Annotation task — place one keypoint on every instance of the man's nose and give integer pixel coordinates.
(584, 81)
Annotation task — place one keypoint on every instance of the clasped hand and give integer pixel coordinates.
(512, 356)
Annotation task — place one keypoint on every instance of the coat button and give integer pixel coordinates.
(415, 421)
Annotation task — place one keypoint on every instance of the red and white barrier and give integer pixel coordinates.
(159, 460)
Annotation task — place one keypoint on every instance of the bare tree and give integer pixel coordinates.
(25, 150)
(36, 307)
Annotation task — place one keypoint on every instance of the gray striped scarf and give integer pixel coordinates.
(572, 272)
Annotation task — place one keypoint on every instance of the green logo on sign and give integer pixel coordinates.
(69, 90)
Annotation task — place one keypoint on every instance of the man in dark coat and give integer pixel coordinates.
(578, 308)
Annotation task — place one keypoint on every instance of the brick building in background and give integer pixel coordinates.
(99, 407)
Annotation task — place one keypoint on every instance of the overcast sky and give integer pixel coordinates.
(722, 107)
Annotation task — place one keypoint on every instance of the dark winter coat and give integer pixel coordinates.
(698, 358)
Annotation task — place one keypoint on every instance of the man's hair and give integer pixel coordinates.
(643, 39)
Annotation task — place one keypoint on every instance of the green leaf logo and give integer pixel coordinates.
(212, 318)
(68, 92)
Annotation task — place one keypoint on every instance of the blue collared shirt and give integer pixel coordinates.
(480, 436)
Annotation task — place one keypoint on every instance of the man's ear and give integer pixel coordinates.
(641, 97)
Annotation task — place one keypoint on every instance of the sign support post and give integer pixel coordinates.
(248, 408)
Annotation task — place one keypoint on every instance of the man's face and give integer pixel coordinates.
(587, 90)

## EXERCISE AIM
Restate the material word for word.

## EXERCISE SOLUTION
Annotation task — place one keypoint on every instance of the man's nose and give integer pixel coordinates.
(584, 81)
Annotation task — place one keypoint on every instance of the clasped hand and give integer pixel coordinates.
(512, 356)
Annotation task — place one keypoint on every instance of the coat button and give integer pixel coordinates.
(415, 421)
Annotation task — place one keypoint on every instance of the red and white barrier and give integer pixel coordinates.
(159, 460)
Annotation task — place one keypoint on every instance of the bare tree and give integer pixel coordinates.
(25, 150)
(36, 307)
Annotation task — place one keypoint on every instance of the gray striped scarf and give integer pixel coordinates.
(572, 272)
Annotation task — place one keypoint on every instance of the green logo on sign and give integer pixel coordinates.
(69, 90)
Annotation task — place one keypoint on every instance of the man in dark coat and give integer pixel coordinates.
(578, 308)
Annotation task — place one keypoint on every instance of the brick building in background and give integer pixel coordinates.
(99, 407)
Annotation task — place one keypoint on every instance of the overcast sky and give integer pixel coordinates.
(722, 107)
Annotation task — place one keypoint on every instance of the dark winter coat and give integer pixel coordinates.
(698, 358)
Annotation task — place one keypoint on every instance of the man's hair and give integer pixel coordinates.
(643, 39)
Annotation task — place one keypoint on every instance of the green leaf logo and give integer pixel coordinates.
(212, 318)
(68, 92)
Annotation task — place one keypoint on every instance of the blue collared shirt and give integer pixel coordinates.
(480, 436)
Annotation task — place one keypoint on every instance of the man's ear and give integer pixel coordinates.
(641, 97)
Annotation task — place one keypoint on every instance of the sign support post and give integer pixel coordinates.
(248, 408)
Annotation task — place one keypoint on every instance of the man's face and give integer pixel coordinates.
(587, 90)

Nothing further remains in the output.